Copy every record exactly as it appears in the data below.

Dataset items
▬▬▬▬▬▬▬▬▬▬
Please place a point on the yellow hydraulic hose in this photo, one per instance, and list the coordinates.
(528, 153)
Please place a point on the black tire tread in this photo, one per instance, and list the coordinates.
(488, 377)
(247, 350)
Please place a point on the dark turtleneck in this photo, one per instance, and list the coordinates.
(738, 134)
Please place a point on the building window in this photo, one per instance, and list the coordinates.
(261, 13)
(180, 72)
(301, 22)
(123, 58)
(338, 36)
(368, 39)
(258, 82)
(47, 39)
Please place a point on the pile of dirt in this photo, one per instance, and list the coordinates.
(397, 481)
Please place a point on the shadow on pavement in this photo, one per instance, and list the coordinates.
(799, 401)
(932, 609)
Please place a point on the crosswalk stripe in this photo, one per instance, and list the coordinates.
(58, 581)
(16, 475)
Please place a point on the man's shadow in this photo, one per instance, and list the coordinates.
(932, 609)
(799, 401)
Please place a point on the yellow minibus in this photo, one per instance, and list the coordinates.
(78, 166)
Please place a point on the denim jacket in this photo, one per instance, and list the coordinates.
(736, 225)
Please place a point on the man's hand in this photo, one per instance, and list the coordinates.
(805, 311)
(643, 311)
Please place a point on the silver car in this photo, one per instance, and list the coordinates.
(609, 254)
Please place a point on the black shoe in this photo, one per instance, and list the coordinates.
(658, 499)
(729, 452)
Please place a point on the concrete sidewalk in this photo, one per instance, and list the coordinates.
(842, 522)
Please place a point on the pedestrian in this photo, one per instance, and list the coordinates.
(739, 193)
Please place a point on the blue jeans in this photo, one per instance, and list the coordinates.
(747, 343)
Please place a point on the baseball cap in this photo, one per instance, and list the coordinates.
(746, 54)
▬▬▬▬▬▬▬▬▬▬
* [Task result]:
Please place a point on the yellow hydraulic hose in this photo, one per instance, and list the coordinates.
(528, 153)
Please place a point on the black tire tread in this photo, one per instance, and list the coordinates.
(488, 377)
(247, 350)
Please place a point on the dark turtleneck in this photo, one per instance, and list the coordinates.
(738, 134)
Please place a point on the building window in this photo, one per instance, and list the coordinates.
(261, 13)
(180, 72)
(301, 22)
(123, 58)
(338, 36)
(368, 39)
(258, 82)
(47, 39)
Please place a point on the pile of dirt in this photo, one per instance, and list the coordinates.
(397, 481)
Please place a point on the shadow on pavement in this photo, one per instance, and list the coordinates.
(799, 401)
(932, 609)
Please place a point on the crosswalk stripe in this photo, one per instance, and list the coordinates.
(58, 581)
(16, 475)
Please place a point on the man's shadow in this photo, one per instance, and list the coordinates.
(932, 609)
(799, 401)
Please place a point on the yellow minibus in this photo, one per instance, and list the coordinates.
(78, 166)
Please place a point on the denim jacket in this photo, one per instance, and list the coordinates.
(736, 225)
Please place a point on the man's hand in this photo, one per instance, and list the coordinates.
(805, 311)
(643, 311)
Please place a point on the silver car in this photo, one per instance, and list the coordinates.
(609, 254)
Please place a point on the black shoe in this photo, one per instance, and list the coordinates.
(658, 499)
(729, 452)
Please place a point on the concrete sidewalk in this photo, one per instance, and list the coordinates.
(842, 522)
Please place a point on the pedestrian in this photo, one per instance, and list the coordinates.
(739, 193)
Please place a point on the blue jeans in this photo, one per instance, and list the coordinates.
(747, 343)
Please place a point on the baseball cap in this photo, one per instance, and list the coordinates.
(746, 54)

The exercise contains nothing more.